▼
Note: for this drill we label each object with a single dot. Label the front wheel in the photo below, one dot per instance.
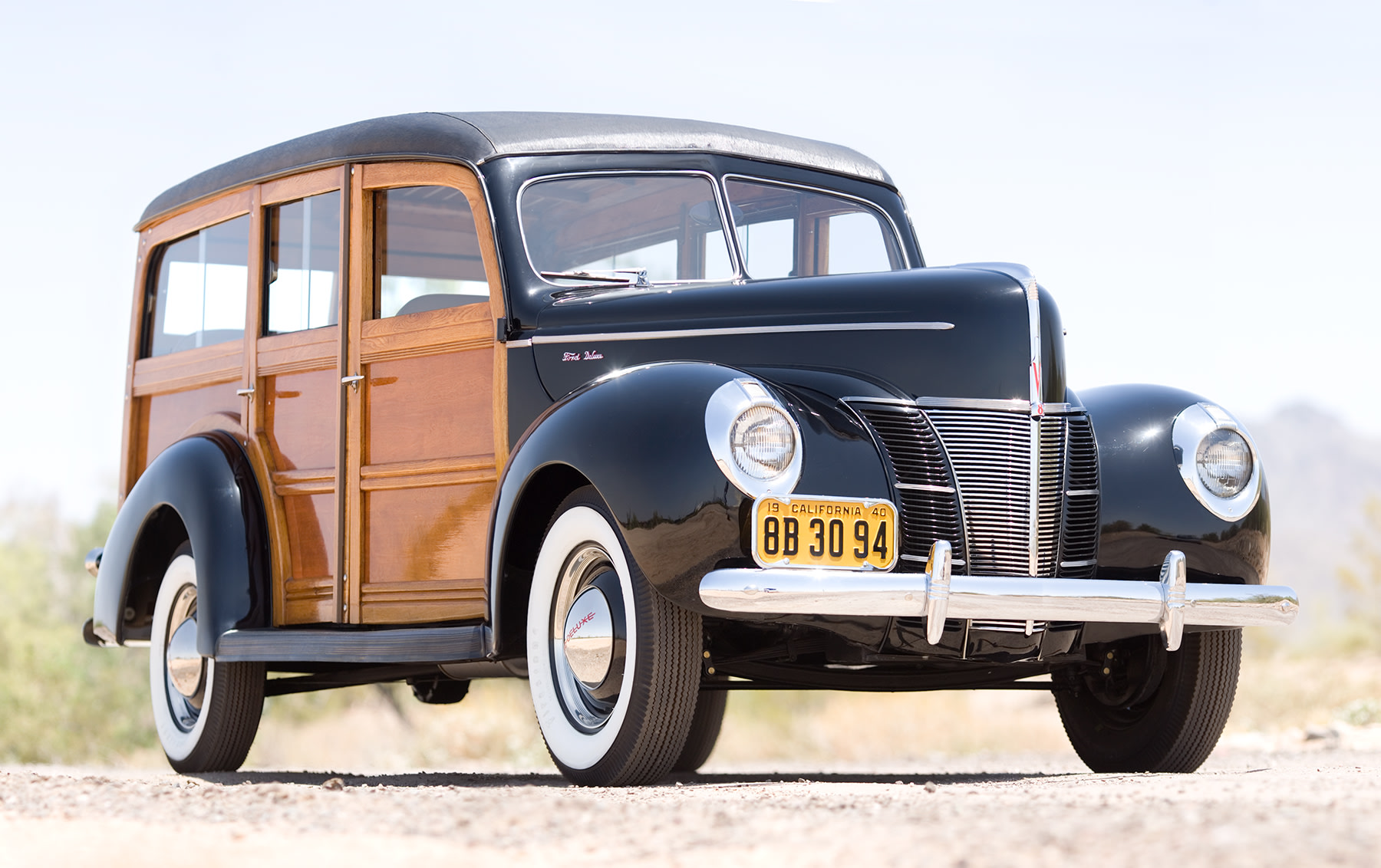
(206, 712)
(612, 666)
(1142, 709)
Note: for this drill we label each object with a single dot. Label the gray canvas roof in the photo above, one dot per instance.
(476, 137)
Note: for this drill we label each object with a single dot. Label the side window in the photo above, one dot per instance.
(787, 232)
(198, 294)
(303, 264)
(667, 225)
(426, 252)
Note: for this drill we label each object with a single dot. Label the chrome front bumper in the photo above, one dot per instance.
(937, 595)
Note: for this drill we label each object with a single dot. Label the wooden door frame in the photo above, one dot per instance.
(365, 179)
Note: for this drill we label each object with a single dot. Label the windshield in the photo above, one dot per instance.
(590, 228)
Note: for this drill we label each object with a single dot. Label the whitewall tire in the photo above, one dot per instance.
(612, 666)
(206, 714)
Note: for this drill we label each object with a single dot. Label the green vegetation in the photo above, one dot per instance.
(60, 699)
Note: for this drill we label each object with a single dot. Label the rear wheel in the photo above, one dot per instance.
(206, 714)
(1149, 709)
(612, 666)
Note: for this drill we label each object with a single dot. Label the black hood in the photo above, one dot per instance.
(959, 331)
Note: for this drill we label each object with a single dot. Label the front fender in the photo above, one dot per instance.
(1146, 509)
(638, 438)
(200, 488)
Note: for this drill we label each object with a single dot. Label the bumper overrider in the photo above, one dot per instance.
(1172, 602)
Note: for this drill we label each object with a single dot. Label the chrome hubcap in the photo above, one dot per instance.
(186, 668)
(186, 671)
(588, 638)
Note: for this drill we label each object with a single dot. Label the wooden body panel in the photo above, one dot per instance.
(377, 495)
(423, 431)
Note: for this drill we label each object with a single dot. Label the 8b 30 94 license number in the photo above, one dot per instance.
(823, 531)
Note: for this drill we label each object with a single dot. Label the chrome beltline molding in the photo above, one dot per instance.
(727, 330)
(1010, 405)
(937, 595)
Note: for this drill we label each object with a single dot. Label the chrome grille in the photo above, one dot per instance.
(966, 476)
(1079, 536)
(925, 486)
(992, 457)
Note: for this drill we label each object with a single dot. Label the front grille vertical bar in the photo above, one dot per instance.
(1037, 412)
(1033, 523)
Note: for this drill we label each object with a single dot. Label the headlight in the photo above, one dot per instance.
(753, 438)
(1224, 462)
(1217, 460)
(763, 442)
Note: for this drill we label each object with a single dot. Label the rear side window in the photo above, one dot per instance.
(426, 252)
(304, 250)
(789, 232)
(198, 294)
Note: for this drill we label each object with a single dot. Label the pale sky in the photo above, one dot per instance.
(1196, 182)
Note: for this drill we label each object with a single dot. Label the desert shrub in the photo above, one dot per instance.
(60, 699)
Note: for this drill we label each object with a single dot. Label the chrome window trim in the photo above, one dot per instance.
(872, 206)
(1191, 427)
(718, 200)
(728, 403)
(728, 330)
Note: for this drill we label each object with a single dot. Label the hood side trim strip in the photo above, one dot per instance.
(730, 330)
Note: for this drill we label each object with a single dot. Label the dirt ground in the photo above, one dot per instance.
(1317, 804)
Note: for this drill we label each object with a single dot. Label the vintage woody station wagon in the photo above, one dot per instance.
(644, 410)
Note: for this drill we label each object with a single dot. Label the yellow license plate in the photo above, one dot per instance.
(825, 531)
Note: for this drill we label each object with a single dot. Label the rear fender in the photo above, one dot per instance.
(202, 490)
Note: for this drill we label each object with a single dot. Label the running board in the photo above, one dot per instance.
(421, 645)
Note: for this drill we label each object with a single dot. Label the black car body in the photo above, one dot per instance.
(801, 374)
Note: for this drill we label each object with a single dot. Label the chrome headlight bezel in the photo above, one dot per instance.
(730, 402)
(1191, 427)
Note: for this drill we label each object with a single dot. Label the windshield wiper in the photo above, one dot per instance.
(635, 276)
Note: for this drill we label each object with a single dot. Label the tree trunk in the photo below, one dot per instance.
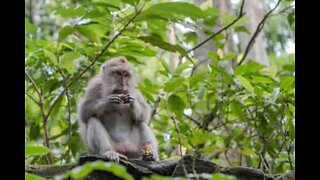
(255, 11)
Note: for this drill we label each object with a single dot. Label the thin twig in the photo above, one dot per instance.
(69, 107)
(241, 14)
(33, 83)
(180, 145)
(155, 106)
(257, 32)
(95, 59)
(283, 10)
(32, 98)
(43, 114)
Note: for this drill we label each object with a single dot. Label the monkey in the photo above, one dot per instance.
(113, 115)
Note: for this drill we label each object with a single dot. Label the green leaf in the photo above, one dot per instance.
(91, 31)
(229, 56)
(35, 150)
(214, 56)
(172, 10)
(131, 2)
(287, 83)
(249, 68)
(105, 5)
(291, 18)
(64, 33)
(176, 105)
(247, 152)
(29, 176)
(197, 137)
(82, 171)
(245, 83)
(71, 11)
(218, 176)
(242, 29)
(30, 28)
(262, 79)
(67, 60)
(165, 66)
(156, 41)
(51, 56)
(173, 84)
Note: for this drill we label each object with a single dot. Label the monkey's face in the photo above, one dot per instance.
(121, 81)
(119, 76)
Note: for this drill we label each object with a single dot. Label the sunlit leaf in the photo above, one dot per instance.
(30, 28)
(247, 152)
(91, 31)
(51, 56)
(35, 150)
(176, 104)
(65, 32)
(67, 60)
(29, 176)
(162, 44)
(169, 10)
(71, 11)
(219, 176)
(245, 83)
(287, 83)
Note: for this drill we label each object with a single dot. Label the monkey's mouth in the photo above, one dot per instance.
(120, 91)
▲
Could you transcribe all of the data exactly, keeping every picture out of the copy?

* [SOLUTION TO THE PROBLEM]:
Note: for this drill we label each object with a single dot. Label the front wheel in the photo below, one dot per instance.
(206, 712)
(612, 666)
(1142, 709)
Note: for this drill we label each object with a single dot. Label the gray canvas roof in the photo above, one dot per instance.
(476, 137)
Note: for this drill we label each object with a single dot. Label the side window in the photo above, one dot per instance.
(787, 232)
(198, 294)
(303, 264)
(667, 225)
(426, 252)
Note: for this drill we label each object with a single dot. Label the chrome front bumper in the photo above, one dot per instance.
(937, 595)
Note: for this drill we label each object with a single dot. Label the wooden door frame in the photo above, one dot per instance.
(365, 179)
Note: for this drill we label each object with a single dot. Label the windshield in the photo above, one dot per instance.
(590, 228)
Note: for this drill we label each object with a single dot. Label the whitewall tire in the photo above, one dot per instance.
(612, 666)
(206, 714)
Note: for this drill we label each object with a single dot. Label the green vegetation in the photo above, one dot per instance.
(60, 699)
Note: for this drill we label each object with a single dot. Label the rear wheel in the photo above, one dot per instance.
(206, 714)
(1149, 709)
(612, 666)
Note: for this drill we label each object with a single dot. Label the black hood in the photo above, one dot per instance.
(959, 331)
Note: for this drill we label each object with a single dot. Label the front fender in the photo above, one dot per instance.
(1146, 509)
(638, 438)
(200, 488)
Note: for this drill we label each object with a single dot. Label the bumper overrider in the photo above, one dot per instance.
(1172, 602)
Note: for this drill we label each object with a single dot. Label the chrome hubcap in the photo above, one dot per instance.
(186, 668)
(186, 671)
(588, 638)
Note: for this drill we label each object with a single dot. Label the wooden body panel in the photo above, one dot per instance.
(377, 495)
(423, 431)
Note: for this drill we label each object with a single dot. Label the 8b 30 94 license number in the photo above, one dot per instance.
(823, 531)
Note: for this drill we label each object with a single dot. Label the chrome beltline molding in the photo above, one dot per instance.
(727, 330)
(1010, 405)
(937, 595)
Note: for this drill we label each object with a single dot. Label the chrome grille in the photo above, one dot per instance.
(966, 476)
(1079, 536)
(925, 486)
(992, 457)
Note: for this drill we label each object with a single dot. Label the front grille vertical bar in the photo above, one dot per instance.
(1037, 412)
(1033, 523)
Note: for this drill we label each object with a single dot. Label the headlight in the photo above, one dot per instance.
(753, 438)
(1224, 462)
(1217, 460)
(763, 442)
Note: for this drill we label each object with a single dot. Label the rear side window in the photo above, one dot per instance.
(426, 252)
(304, 250)
(789, 232)
(198, 294)
Note: for this drill we label each object with a single dot. Label the pale sky in the photo above, one dot per instance.
(1196, 182)
Note: for this drill we label each object with a single dot. Label the desert shrub in the photo above, one dot per instance.
(60, 699)
Note: for this drill we label each object with a single dot. Label the chrome window trim in the photo above, one dot per instance.
(872, 206)
(1191, 427)
(718, 200)
(728, 403)
(728, 330)
Note: for this drill we label each object with a single dot. Label the hood side trim strip in the photo above, one dot per instance.
(730, 330)
Note: for this drill we label each object with a single dot. Label the dirt ground in the photo above, one dot per instance.
(1317, 804)
Note: for this drill we label each object with a single dot. Label the vintage woody station wagon in the photo above, one dot per instance.
(644, 410)
Note: for this drill we label each object with a single dot. Label the yellow license plate in the photo above, one dot per instance.
(825, 531)
Note: for this drill we label each object with a single dot. Label the rear fender in the photo above, one dot per instance.
(202, 490)
Note: for this drill we label each object with a single dot. Label the running board in the photo above, one dot per instance.
(421, 645)
Note: for this drill we label each object with a single dot. Label the black car body in the photo above, one dot per instance.
(801, 374)
Note: for this drill we label each object with a single dot. Label the chrome headlight bezel in the photo above, one dot per instance.
(730, 402)
(1191, 427)
Note: for this drill we label each object with a single dot. Label the windshield wiper in the photo above, one dot per instance.
(635, 276)
Note: for this drill we label each object with a single dot. Label the tree trunk in the photo below, one dot per instance.
(255, 11)
Note: for this drill we label each object with a single dot. Label the thin twig in the photo above, one dot per instance.
(69, 107)
(241, 14)
(33, 83)
(180, 145)
(155, 106)
(257, 32)
(95, 59)
(283, 10)
(32, 98)
(43, 114)
Note: for this drill we label each object with a single dot. Label the monkey in the photo above, one dot per instance.
(113, 115)
Note: for this drill we label each object with a single dot. Label the green leaf in the photo above, one dot per instance.
(91, 31)
(229, 56)
(35, 150)
(214, 56)
(172, 10)
(131, 2)
(287, 83)
(249, 68)
(105, 5)
(291, 18)
(64, 33)
(176, 105)
(247, 152)
(29, 176)
(197, 137)
(82, 171)
(245, 83)
(71, 11)
(218, 176)
(242, 29)
(30, 28)
(262, 79)
(67, 60)
(165, 66)
(156, 41)
(51, 56)
(173, 84)
Note: for this drill we label each object with a single dot. Label the monkey's face in the photo above, one dot per instance.
(121, 81)
(119, 76)
Note: for this drill we label each object with a single dot. Label the sunlit leaf in the photo above, one dot per instance.
(30, 28)
(247, 152)
(91, 31)
(51, 56)
(35, 150)
(176, 104)
(65, 32)
(67, 60)
(29, 176)
(162, 44)
(169, 10)
(71, 11)
(219, 176)
(245, 83)
(287, 83)
Note: for this drill we label each object with a single dot. Label the monkey's mouth in the photo above, one dot per instance.
(120, 91)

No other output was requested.